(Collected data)

╔══

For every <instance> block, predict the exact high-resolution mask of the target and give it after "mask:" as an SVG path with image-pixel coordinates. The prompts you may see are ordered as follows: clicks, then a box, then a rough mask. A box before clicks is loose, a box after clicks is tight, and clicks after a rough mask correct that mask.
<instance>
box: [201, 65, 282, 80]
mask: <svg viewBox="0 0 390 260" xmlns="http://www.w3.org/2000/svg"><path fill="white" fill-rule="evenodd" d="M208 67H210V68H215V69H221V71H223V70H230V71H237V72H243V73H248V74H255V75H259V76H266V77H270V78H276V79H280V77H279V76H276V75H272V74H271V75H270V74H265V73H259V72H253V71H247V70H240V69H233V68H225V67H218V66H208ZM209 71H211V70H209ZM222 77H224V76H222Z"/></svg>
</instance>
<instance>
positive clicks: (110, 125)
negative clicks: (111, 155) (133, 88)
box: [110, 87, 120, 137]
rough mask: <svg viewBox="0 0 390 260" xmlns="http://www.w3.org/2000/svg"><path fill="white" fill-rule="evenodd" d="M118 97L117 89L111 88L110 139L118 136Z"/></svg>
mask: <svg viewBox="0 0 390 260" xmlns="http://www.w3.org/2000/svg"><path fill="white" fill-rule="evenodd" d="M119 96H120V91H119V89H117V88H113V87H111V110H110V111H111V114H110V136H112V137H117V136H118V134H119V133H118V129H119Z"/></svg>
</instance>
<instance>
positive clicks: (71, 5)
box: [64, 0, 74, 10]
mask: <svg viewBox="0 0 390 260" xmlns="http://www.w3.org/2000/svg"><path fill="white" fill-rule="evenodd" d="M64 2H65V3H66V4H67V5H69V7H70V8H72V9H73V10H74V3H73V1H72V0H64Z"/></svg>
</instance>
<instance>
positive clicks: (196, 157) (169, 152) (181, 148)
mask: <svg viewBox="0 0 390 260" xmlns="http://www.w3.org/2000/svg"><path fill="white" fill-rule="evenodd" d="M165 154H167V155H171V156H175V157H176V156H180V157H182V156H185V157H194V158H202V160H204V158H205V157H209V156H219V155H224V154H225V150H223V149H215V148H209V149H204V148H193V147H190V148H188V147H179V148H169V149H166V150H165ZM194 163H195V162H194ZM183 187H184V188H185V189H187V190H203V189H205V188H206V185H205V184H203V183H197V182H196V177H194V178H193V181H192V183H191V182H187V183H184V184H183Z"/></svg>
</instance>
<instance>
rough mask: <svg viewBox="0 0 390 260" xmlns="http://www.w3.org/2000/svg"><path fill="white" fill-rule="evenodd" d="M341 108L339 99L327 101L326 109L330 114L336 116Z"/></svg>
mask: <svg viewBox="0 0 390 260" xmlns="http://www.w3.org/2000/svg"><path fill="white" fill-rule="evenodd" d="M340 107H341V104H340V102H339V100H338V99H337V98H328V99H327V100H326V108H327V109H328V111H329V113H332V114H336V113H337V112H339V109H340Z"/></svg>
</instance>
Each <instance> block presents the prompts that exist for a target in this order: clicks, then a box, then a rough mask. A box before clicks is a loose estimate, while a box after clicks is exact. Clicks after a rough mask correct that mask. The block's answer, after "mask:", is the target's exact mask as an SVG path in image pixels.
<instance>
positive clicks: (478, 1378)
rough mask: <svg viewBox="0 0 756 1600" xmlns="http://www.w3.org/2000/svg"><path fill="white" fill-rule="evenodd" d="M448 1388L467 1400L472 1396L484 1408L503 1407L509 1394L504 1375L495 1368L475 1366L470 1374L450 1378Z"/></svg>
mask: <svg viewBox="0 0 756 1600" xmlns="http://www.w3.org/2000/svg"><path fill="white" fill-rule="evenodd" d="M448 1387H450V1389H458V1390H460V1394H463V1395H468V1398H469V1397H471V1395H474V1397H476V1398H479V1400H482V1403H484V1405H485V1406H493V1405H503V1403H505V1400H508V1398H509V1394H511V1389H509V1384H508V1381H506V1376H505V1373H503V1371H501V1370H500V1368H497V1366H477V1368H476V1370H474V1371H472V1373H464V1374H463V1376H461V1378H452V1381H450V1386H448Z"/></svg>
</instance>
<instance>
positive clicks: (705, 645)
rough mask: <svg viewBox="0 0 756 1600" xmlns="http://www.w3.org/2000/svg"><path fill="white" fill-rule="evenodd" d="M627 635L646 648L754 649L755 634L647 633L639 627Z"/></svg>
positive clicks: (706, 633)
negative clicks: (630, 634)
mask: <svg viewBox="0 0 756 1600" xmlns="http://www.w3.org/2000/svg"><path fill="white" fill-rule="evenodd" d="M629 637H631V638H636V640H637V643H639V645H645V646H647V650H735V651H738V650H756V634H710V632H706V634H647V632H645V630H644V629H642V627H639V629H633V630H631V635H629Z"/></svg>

╚══
╔══

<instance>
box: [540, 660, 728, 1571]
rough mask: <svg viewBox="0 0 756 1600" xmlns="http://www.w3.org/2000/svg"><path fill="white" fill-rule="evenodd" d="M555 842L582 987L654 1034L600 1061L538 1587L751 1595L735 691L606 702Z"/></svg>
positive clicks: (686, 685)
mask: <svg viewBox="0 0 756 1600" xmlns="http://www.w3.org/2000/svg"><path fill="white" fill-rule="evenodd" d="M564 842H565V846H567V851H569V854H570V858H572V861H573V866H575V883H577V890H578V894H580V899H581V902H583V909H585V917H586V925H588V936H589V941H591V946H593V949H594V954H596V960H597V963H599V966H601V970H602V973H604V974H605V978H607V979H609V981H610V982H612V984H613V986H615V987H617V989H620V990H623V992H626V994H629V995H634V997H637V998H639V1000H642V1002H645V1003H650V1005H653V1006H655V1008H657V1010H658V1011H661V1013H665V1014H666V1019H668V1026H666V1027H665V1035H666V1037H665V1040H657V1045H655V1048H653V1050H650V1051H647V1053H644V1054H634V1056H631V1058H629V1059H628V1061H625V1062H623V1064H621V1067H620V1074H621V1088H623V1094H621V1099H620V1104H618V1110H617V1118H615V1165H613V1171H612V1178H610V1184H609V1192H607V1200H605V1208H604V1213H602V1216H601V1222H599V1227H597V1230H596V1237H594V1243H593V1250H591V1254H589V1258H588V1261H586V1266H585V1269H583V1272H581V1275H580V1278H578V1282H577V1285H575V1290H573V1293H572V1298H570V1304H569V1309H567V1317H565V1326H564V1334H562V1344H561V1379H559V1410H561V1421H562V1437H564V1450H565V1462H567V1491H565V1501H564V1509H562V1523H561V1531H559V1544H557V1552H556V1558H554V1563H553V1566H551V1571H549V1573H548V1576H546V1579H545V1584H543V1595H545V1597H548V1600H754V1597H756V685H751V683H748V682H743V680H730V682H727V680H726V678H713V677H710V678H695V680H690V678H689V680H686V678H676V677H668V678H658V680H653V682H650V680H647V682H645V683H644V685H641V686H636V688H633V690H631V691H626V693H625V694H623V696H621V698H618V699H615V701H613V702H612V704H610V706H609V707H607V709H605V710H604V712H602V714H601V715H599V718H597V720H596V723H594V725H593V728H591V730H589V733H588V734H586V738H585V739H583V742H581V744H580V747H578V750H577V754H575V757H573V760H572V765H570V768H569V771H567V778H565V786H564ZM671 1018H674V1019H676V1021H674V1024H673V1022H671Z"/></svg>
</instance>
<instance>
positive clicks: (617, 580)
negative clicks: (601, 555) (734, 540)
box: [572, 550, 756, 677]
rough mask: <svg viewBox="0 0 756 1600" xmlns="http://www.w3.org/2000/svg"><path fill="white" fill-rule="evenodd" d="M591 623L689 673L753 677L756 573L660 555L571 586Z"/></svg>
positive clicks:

╚══

ASSIGNED TASK: Extract every line of the material that contains the word "positive" and copy each line in full.

TASK RESPONSE:
positive clicks: (110, 125)
positive clicks: (71, 5)
positive clicks: (196, 157) (169, 152) (181, 148)
positive clicks: (478, 1378)
positive clicks: (705, 645)
positive clicks: (706, 633)
positive clicks: (686, 685)
positive clicks: (617, 580)
positive clicks:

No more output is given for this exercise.